--- start ---

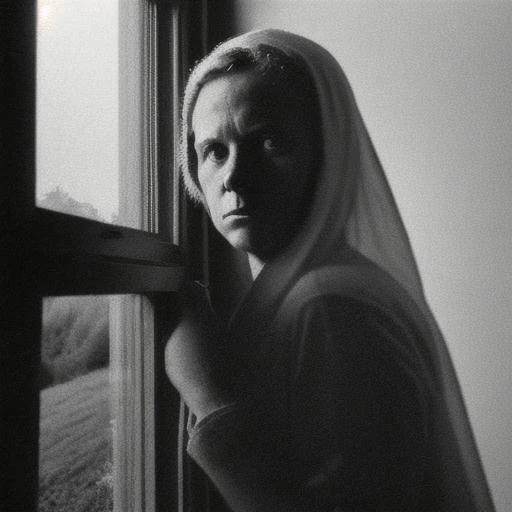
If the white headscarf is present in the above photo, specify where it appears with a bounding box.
[181,29,494,512]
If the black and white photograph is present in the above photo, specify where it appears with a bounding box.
[0,0,512,512]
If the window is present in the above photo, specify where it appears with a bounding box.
[0,0,205,512]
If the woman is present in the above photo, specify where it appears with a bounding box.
[166,30,493,512]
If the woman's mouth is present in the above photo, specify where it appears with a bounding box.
[222,206,249,219]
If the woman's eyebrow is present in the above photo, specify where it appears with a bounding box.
[194,137,219,149]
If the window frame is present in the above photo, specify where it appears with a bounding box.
[0,0,207,512]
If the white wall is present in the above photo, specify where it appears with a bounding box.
[230,0,512,512]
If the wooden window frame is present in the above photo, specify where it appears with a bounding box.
[0,0,206,512]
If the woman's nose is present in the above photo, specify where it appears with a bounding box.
[223,148,255,192]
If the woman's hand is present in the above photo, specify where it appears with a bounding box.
[165,283,232,421]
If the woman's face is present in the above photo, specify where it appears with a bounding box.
[192,70,318,261]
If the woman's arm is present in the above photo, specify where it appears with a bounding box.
[180,297,428,512]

--- end ---

:: YOUR OBJECTIVE ::
Please convert the entries, starting with the line containing "If the black" and running through the end of the entries, into a two-column CSV with the columns text and answer, one row per entry. Put each value in a single quoted field and replace any line breaks with spaces.

:: RESULT FOR THIS TASK ::
text,answer
"If the black and white photograph is present in the above photo, specify where it appears with a bounding box.","[0,0,512,512]"
"If the window is present in the above photo, specify where it appears with a bounding box.","[0,0,205,512]"
"If the woman is present in the above photo, specify where it appears with a bounding box.","[166,30,493,512]"
"If the woman's mouth is present in the above photo, specify where it appears with a bounding box.","[222,206,249,219]"
"If the woman's eyebrow is present in the above photo, specify where it appears with a bounding box.","[194,137,219,149]"
"If the window frame is present in the above photo, specify where it appears with a bounding box.","[0,0,207,512]"
"If the white wall is present in the above photo, specify where it appears with a bounding box.","[230,0,512,512]"
"If the wooden window frame is present in the above photo, specify where it appears with a bounding box.","[0,0,206,512]"
"If the woman's nose is present in the above photo, specify where it appears with a bounding box.","[223,148,255,192]"
"If the woman's hand is present in the above photo, specify where it appears with a bounding box.","[165,283,232,421]"
"If the woman's face is present in the above photo, specify where it appears with a bounding box.","[192,70,318,261]"
"If the woman's arm is present in the above photo, specify where it appears with a bounding box.","[180,297,428,512]"